* Start *
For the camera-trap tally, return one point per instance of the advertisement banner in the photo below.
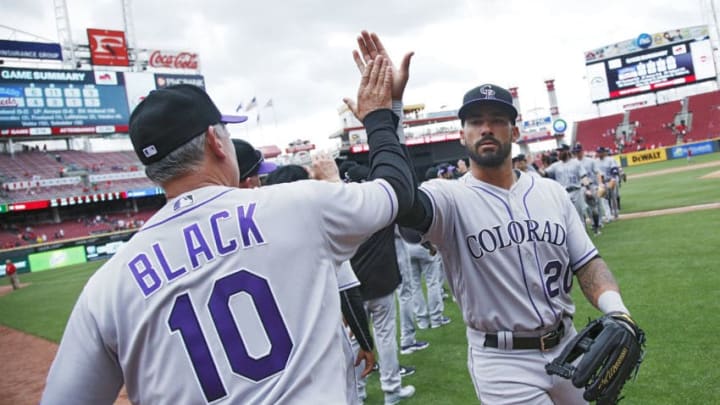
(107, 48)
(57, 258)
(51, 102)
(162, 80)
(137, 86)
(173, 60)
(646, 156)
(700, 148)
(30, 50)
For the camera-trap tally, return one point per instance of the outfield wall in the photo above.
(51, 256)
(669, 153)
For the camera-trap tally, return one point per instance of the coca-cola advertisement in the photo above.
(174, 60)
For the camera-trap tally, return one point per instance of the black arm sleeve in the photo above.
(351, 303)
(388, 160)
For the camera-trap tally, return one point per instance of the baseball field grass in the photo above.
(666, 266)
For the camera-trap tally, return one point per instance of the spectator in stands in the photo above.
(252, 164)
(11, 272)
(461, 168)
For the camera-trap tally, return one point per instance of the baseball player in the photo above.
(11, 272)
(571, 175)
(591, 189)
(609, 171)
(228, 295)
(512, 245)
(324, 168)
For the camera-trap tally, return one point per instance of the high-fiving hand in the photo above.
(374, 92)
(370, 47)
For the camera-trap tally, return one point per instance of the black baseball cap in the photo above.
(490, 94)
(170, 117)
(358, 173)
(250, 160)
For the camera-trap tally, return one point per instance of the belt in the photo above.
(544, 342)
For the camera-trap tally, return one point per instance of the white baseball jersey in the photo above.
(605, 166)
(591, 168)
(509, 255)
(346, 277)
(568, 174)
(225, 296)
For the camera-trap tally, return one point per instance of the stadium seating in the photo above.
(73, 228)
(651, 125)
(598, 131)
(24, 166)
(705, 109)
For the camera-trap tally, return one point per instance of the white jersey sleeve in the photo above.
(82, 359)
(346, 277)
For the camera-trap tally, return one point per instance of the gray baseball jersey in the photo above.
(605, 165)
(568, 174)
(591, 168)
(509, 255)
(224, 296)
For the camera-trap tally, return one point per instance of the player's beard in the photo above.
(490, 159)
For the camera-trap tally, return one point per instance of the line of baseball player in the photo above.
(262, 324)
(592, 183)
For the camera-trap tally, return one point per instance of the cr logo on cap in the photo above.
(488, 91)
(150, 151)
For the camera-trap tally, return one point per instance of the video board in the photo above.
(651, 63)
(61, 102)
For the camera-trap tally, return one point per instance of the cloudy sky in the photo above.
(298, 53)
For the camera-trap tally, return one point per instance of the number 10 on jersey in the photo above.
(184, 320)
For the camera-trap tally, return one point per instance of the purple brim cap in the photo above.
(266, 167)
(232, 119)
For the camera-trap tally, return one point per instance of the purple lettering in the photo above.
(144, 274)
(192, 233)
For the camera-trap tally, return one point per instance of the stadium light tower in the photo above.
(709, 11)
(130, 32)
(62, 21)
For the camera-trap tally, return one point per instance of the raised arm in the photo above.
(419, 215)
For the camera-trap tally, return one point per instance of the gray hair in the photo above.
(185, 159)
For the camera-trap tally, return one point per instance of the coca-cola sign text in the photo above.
* End *
* **The problem**: Please pull out the lines of the records above, from the line containing "brim cap in the photo above." through the last line of the records, inclusive, and reproduce them word for word.

* **Response to the task**:
For the camera-trap tally, return one point per instance of the purple brim cap in the photo above.
(266, 167)
(232, 119)
For the camera-trap tally, return one point per instance of the purple lettering in the photo above.
(144, 274)
(192, 233)
For the camera-trap tally, return one point per instance of the stadium light tower in the photo above.
(709, 11)
(130, 32)
(62, 21)
For the camera-trap tally, return one point per instance of the raised arm in the photo above.
(419, 215)
For the camera-trap tally, return one point per instance of the gray hair in the photo above.
(185, 159)
For the camera-trap tally, return one point per instance of the coca-cola sign text in the photo above.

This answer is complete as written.